Start Records shown
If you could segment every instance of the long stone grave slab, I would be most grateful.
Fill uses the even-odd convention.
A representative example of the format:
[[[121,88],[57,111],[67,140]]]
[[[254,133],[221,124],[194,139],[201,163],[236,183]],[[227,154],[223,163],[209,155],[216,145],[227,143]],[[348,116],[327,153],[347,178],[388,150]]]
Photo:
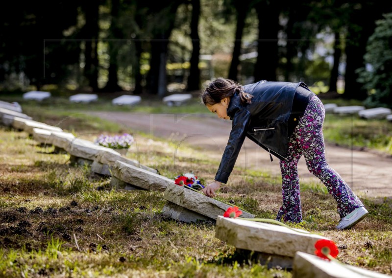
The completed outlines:
[[[162,99],[164,103],[168,106],[179,106],[192,98],[190,93],[174,93]]]
[[[17,112],[13,110],[0,108],[0,119],[1,123],[6,126],[12,126],[15,117],[31,119],[32,118],[26,114]]]
[[[358,116],[366,119],[383,119],[391,114],[389,108],[377,107],[361,110],[358,112]]]
[[[61,128],[57,126],[53,126],[39,121],[24,119],[18,117],[14,118],[12,126],[14,128],[23,130],[32,135],[33,134],[33,129],[34,128],[46,129],[47,130],[52,131],[63,131]]]
[[[22,113],[22,107],[16,101],[7,102],[6,101],[0,100],[0,108]]]
[[[120,155],[119,153],[113,149],[99,146],[91,141],[78,138],[72,140],[64,149],[71,155],[70,160],[71,163],[78,164],[84,164],[86,163],[91,165],[99,151],[118,154]]]
[[[54,146],[55,150],[66,151],[65,149],[75,139],[72,133],[52,131],[48,143]]]
[[[361,110],[365,110],[365,106],[358,105],[352,105],[350,106],[339,106],[334,108],[334,113],[335,114],[352,115],[358,113]]]
[[[31,99],[41,101],[46,98],[50,97],[51,94],[49,92],[42,92],[41,91],[31,91],[23,94],[23,98],[24,99]]]
[[[172,182],[165,191],[164,198],[168,202],[163,208],[164,214],[176,220],[188,223],[206,219],[215,220],[230,207]],[[254,218],[253,214],[245,211],[242,216]]]
[[[104,151],[99,151],[97,153],[95,159],[91,164],[91,170],[95,173],[101,175],[111,176],[112,168],[117,161],[121,161],[130,164],[151,173],[158,173],[156,169],[141,164],[137,161],[130,159],[117,154]]]
[[[112,104],[114,105],[135,105],[142,101],[140,95],[129,95],[123,94],[112,100]]]
[[[96,101],[98,99],[98,95],[95,93],[77,93],[71,95],[69,99],[71,102],[89,103]]]
[[[314,254],[316,242],[328,239],[304,230],[294,230],[220,216],[217,219],[215,237],[234,245],[236,251],[246,255],[254,252],[256,255],[253,256],[256,260],[268,267],[279,266],[291,269],[295,252]]]
[[[391,276],[322,259],[298,252],[293,268],[293,278],[391,278]]]
[[[110,185],[119,189],[163,192],[174,184],[174,181],[166,177],[121,161],[116,161],[112,168]]]
[[[51,131],[47,129],[34,127],[33,128],[33,139],[45,145],[51,145],[49,143]]]
[[[325,110],[326,113],[332,113],[334,112],[334,109],[338,107],[336,103],[326,103],[324,104],[324,109]]]

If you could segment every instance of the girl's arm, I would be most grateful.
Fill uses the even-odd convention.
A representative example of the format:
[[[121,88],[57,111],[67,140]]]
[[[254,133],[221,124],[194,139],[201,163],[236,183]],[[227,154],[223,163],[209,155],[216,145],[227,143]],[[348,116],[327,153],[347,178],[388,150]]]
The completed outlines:
[[[243,108],[239,108],[234,114],[227,145],[214,179],[216,181],[227,183],[245,139],[250,119],[250,113]]]
[[[219,189],[219,187],[220,187],[220,185],[221,184],[220,182],[218,182],[218,181],[214,181],[214,182],[206,186],[203,189],[203,193],[205,194],[206,196],[208,196],[208,197],[215,197],[215,191],[217,191],[218,189]]]

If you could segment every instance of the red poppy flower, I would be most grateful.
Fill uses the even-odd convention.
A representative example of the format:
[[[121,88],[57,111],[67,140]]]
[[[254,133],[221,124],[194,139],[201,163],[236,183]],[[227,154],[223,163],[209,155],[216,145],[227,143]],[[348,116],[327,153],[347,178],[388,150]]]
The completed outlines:
[[[318,256],[323,259],[329,260],[326,255],[330,255],[334,258],[336,258],[339,254],[338,247],[335,242],[329,239],[320,239],[318,240],[315,244],[316,251],[315,254]]]
[[[223,214],[224,217],[236,218],[242,214],[242,211],[238,209],[238,207],[230,207]]]
[[[184,176],[181,176],[177,178],[174,181],[174,184],[178,185],[180,186],[183,186],[187,181],[187,177]]]

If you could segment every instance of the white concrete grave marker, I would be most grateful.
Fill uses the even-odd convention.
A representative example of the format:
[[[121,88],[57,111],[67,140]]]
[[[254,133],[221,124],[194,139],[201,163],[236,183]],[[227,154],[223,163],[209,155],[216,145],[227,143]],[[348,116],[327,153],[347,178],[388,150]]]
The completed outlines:
[[[366,119],[382,119],[391,114],[389,108],[378,107],[361,110],[358,112],[358,116]]]
[[[98,95],[95,93],[78,93],[70,96],[69,100],[71,102],[89,103],[96,101],[98,99]]]
[[[190,93],[175,93],[163,98],[164,103],[168,106],[179,106],[192,98]]]
[[[10,103],[0,100],[0,108],[22,113],[22,107],[16,101]]]
[[[240,217],[242,215],[240,215]],[[294,229],[258,222],[219,216],[215,237],[234,245],[239,252],[256,253],[257,260],[269,267],[291,269],[295,252],[314,254],[315,244],[326,237]]]
[[[168,186],[164,198],[168,202],[163,208],[164,214],[174,220],[188,223],[216,220],[231,207],[174,182]],[[254,218],[253,214],[245,211],[242,215],[247,218]]]
[[[112,100],[112,104],[114,105],[134,105],[142,101],[142,98],[139,95],[128,95],[123,94]]]
[[[326,103],[324,104],[324,109],[325,110],[326,113],[333,113],[334,109],[338,107],[336,103]]]
[[[31,119],[32,118],[30,116],[28,116],[23,113],[20,113],[5,108],[0,108],[0,120],[2,124],[6,126],[11,126],[15,117],[27,119]]]
[[[23,94],[23,98],[24,99],[32,99],[41,101],[46,98],[50,97],[51,94],[49,92],[42,92],[40,91],[31,91]]]
[[[164,191],[174,181],[164,176],[117,161],[112,168],[110,185],[119,189]]]
[[[104,176],[111,176],[112,169],[117,161],[130,164],[152,173],[155,174],[158,173],[156,169],[142,165],[138,161],[104,151],[99,151],[97,153],[95,159],[91,164],[91,170],[97,174]]]
[[[293,267],[293,278],[391,278],[356,266],[344,266],[313,255],[298,252]]]
[[[365,110],[365,106],[352,105],[350,106],[339,106],[334,108],[334,113],[335,114],[355,114],[361,110]]]
[[[53,126],[39,121],[24,119],[18,117],[14,118],[14,122],[12,123],[12,126],[14,128],[23,130],[32,135],[33,134],[33,129],[34,128],[46,129],[51,131],[63,131],[62,129],[57,126]]]

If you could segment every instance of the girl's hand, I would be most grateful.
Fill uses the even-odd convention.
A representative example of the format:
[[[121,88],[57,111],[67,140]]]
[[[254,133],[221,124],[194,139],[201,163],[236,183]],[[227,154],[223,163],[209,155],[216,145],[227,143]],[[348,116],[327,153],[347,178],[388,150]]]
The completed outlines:
[[[203,189],[203,193],[208,197],[215,197],[215,191],[220,187],[220,182],[214,181]]]

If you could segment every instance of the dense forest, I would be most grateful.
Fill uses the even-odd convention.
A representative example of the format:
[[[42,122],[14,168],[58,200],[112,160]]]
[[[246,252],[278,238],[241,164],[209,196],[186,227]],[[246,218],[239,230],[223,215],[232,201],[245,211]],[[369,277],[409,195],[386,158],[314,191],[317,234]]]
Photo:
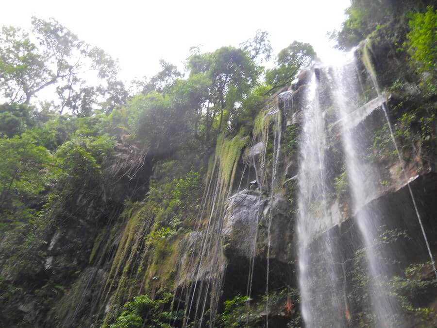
End Records shown
** Brief **
Turn the lines from the one containing "If you could segment every instance of the girl's hand, I" through the end of the records into a Markdown table with columns Row and Line, skipping blank lines. Leave the pictures out.

** Solution to this exercise **
| Row | Line |
|---|---|
| 1 | If you could segment every instance of the girl's hand, I would be most grateful. |
| 2 | Fill uses the even-odd convention. |
| 3 | A representative example of the format: |
| 4 | [[[121,88],[57,111],[67,140]]] |
| 5 | [[[254,133],[221,124],[194,139],[201,163],[236,183]],[[227,154],[223,163],[209,155],[216,145],[227,143]],[[348,116],[327,153],[347,178],[388,150]]] |
| 6 | The completed outlines: |
| 7 | [[[203,189],[203,193],[208,197],[215,197],[215,191],[220,187],[220,182],[214,181]]] |
| 8 | If you could segment every instance of the dense forest, I would be most grateful. |
| 9 | Fill uses the even-odd convention. |
| 10 | A representative example of the format: |
| 11 | [[[42,122],[14,168],[58,200],[112,160]]] |
| 12 | [[[246,252],[278,238],[241,164],[209,196],[186,227]],[[246,218],[239,230],[223,215],[232,201],[245,211]],[[369,277],[409,195],[386,158],[314,191],[317,234]]] |
| 13 | Photo: |